**USING THE INFORMATION:**
- 1) In the announcement of Diane Birt's appointment, rewrite the paragraph that begins "The Food and Nutrition Board is a multidisciplinary group" as a bulleted list that keeps its main facts.
- 2) Using the announcement of Diane Birt's appointment, decide whether each statement below agrees with it. Answer yes or no, and quote the deciding words.
(a) Birt will serve a five-year term on the board.
(b) Ruth MacDonald is chair of food science and human nutrition.
(c) Both centers Birt leads are based at Iowa State.
- 3) Extend the announcement of Diane Birt's appointment to the Food and Nutrition Board past its last sentence.

**TEXT FOR ANALYSIS:**

※ ※ ※

AMES, Iowa -- An Iowa State University Distinguished Professor has been appointed to the Food and Nutrition Board, a unit of the Institute of Medicine of the National Academies of Sciences.
Diane Birt will serve a three-year term on the 15-member board.
The Food and Nutrition Board is a multidisciplinary group of biomedical scientists with expertise in nutrition, food science, biochemistry, medicine, public health, epidemiology, food toxicology and food safety. They evaluate issues and initiate studies related to food quality and safety, making science-based recommendations that promote public health and prevent diet-related diseases. Reports issued by the board have served as the basis for national policy.
"Serving on the Food and Nutrition Board of the Institute of Medicine is a very prestigious position," said Ruth MacDonald, professor and chair of food science and human nutrition. "Diane will be amongst the elite researchers and health providers in the country who will have substantial impact on decisions affecting policies and practices associated with nutrition, food and health."
Birt is nationally recognized for her research on cancer prevention through diet. She also studies potential bioactive and toxic components of Echinacea and Hypericum (St. John's wort), botanical dietary supplements that are widely used by consumers in the United States, although there is little scientific information to justify such use.
Birt is the lead researcher for the National Institutes of Health funded Center for Research on Dietary Botanical Supplements, and is the interim director of the U.S. Department of Agriculture funded Center for Designing Foods to Improve Nutrition. Both centers are based at Iowa State.

※ ※ ※

**SUPPLIED ENTRIES:**
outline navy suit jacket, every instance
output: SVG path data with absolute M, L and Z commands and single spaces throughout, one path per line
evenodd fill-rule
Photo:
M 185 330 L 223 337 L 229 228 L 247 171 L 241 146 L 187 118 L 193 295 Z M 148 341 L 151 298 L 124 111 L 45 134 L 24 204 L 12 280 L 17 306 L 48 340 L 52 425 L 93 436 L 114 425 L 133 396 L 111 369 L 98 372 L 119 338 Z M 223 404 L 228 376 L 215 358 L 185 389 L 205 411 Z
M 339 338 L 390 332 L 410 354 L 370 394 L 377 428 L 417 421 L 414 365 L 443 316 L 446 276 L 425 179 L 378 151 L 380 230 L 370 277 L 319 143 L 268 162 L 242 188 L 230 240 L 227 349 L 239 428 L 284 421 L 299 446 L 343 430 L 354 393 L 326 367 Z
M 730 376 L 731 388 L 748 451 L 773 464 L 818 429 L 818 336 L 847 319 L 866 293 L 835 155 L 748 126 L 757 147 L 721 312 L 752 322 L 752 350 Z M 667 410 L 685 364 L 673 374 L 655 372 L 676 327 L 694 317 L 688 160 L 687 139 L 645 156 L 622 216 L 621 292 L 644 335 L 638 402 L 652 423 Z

※ ※ ※

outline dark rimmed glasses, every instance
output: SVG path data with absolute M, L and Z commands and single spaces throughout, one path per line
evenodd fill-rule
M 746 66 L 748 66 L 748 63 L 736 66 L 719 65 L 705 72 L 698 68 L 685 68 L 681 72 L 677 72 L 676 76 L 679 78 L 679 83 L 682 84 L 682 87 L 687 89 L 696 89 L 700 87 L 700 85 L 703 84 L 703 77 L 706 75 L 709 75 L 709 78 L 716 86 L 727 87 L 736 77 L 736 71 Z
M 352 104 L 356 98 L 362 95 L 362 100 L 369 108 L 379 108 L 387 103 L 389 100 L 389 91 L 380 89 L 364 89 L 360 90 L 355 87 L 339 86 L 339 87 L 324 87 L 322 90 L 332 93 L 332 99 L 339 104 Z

※ ※ ※

**PER-TASK ANSWERS:**
- 1)
- The board is a multidisciplinary group of biomedical scientists with expertise in nutrition, food science, biochemistry, medicine, public health, epidemiology, food toxicology and food safety.
- It evaluates issues and initiates studies on food quality and safety.
- It makes science-based recommendations that promote public health and prevent diet-related diseases.
- Its reports have served as the basis for national policy.

- 2)
(a) No: "Diane Birt will serve a three-year term on the 15-member board."
(b) Yes: "Ruth MacDonald, professor and chair of food science and human nutrition"
(c) Yes: "Both centers are based at Iowa State."

- 3)
She has served on the National Toxicology Program Board of Scientific Counselors, Department of Health and Human Services; and as a member of the National Institutes for Health (NIH) Oncological Sciences Study Section Boundaries Team. Most recently, Birt was a member of the NIH independent scientific panel that evaluated multivitamin-mineral supplements.
Birt received a doctoral degree in nutrition from Purdue University, West Lafayette, Ind., in 1975. In 1976, she was appointed assistant professor at the Eppley Institute for Research in Cancer, University of Nebraska Medical Center, Omaha, where she developed a research program in nutritional prevention of cancer. From 1991-94, she was interim chair of biochemistry and molecular biology at the University of Nebraska Medical Center. She joined the faculty of Iowa State in 1997 as chair of the food science and human nutrition department, and was awarded the title of Distinguished Professor in 2004 for her accomplishments in research.